SUPPLIED TEXT.
* * * * *

GY317      Half Unit
Geographies of Urban Violence

This information is for the 2025/26 session.

Course Convenor

Prof Gareth Jones

Availability

This course is available on the BA in Geography, BSc in Environment and Sustainable Development, BSc in Environment and Sustainable Development with Economics, BSc in Geography with Economics, Erasmus Reciprocal Programme of Study and Exchange Programme for Students from University of California, Berkeley. This course is available with permission as an outside option to students on other programmes where regulations permit. This course is available with permission to General Course students.

This course is capped. Places will be assigned on a first come first served basis

Course content

The course examines the relationships between urban space and different forms of violence. Cities are often depicted as inherently, even naturally, violent spaces such that the urban condition is understood to generate, reproduce and transform violence, while for many people the urban experience is framed by living with possibilities of violence and the effectiveness of security measures. The course will analyze four main claims. First, the case for understanding violences as plural socio-spatial processes that produce urban spaces. Second, the case for urban processes such as planning, infrastructure interventions, and segregation producing violences. Third, the case for understanding how people’s everyday lives are framed by violences and policy responses, and how these affect their relations with cities. Fourth, the case for cities as spaces for innovations in violence management and reduction. Students will be introduced to an interdisciplinary range of literatures plus materials from think-tanks, film, and journalism, and if possible, engagement with civil society and policy-makers. The course aims to challenge the dominance of US and European focused research to understandings and policy prescriptions to violences in cities and draw from perspectives relevant to the Global South.

* * * * *

WHAT YOU ARE ASKED TO DO. Translate this sentence from the course description into Spanish: "The course will analyze four main claims." The items stored after this course description are not needed.

Stored data:
* * * * *

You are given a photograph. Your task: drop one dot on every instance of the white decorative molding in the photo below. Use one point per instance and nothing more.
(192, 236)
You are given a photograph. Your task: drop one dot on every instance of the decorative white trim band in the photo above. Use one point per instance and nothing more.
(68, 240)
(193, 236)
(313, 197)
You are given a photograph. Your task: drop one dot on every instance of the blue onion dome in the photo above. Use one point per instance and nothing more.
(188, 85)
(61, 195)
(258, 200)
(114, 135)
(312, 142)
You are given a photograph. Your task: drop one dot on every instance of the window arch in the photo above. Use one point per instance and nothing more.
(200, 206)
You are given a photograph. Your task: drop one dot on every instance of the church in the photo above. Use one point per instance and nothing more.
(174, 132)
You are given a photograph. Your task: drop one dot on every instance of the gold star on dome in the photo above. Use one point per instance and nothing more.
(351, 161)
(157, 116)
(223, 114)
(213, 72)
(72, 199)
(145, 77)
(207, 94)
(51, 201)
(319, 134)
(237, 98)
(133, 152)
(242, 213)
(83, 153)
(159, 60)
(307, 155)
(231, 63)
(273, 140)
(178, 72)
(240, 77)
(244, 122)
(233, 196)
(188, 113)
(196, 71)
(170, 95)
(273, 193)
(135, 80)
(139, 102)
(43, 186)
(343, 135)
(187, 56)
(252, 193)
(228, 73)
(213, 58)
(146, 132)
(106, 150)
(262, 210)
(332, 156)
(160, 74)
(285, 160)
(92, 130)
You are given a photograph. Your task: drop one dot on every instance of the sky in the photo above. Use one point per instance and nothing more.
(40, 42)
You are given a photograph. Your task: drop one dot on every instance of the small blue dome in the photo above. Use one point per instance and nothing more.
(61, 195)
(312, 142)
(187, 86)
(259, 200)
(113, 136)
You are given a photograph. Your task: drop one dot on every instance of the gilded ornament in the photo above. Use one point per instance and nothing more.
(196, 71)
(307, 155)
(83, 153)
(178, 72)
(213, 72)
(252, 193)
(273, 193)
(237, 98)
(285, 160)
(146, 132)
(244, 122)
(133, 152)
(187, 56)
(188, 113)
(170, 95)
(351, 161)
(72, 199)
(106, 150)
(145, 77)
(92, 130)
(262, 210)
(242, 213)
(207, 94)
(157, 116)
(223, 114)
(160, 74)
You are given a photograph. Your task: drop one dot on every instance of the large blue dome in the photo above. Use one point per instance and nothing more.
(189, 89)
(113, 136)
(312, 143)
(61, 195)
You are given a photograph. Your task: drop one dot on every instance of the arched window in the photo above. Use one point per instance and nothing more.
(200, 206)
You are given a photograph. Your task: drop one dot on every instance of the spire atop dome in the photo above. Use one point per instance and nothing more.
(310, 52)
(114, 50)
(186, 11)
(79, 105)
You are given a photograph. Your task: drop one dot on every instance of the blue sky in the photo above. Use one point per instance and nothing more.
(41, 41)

* * * * *

SOLUTION. El curso analizará cuatro afirmaciones principales.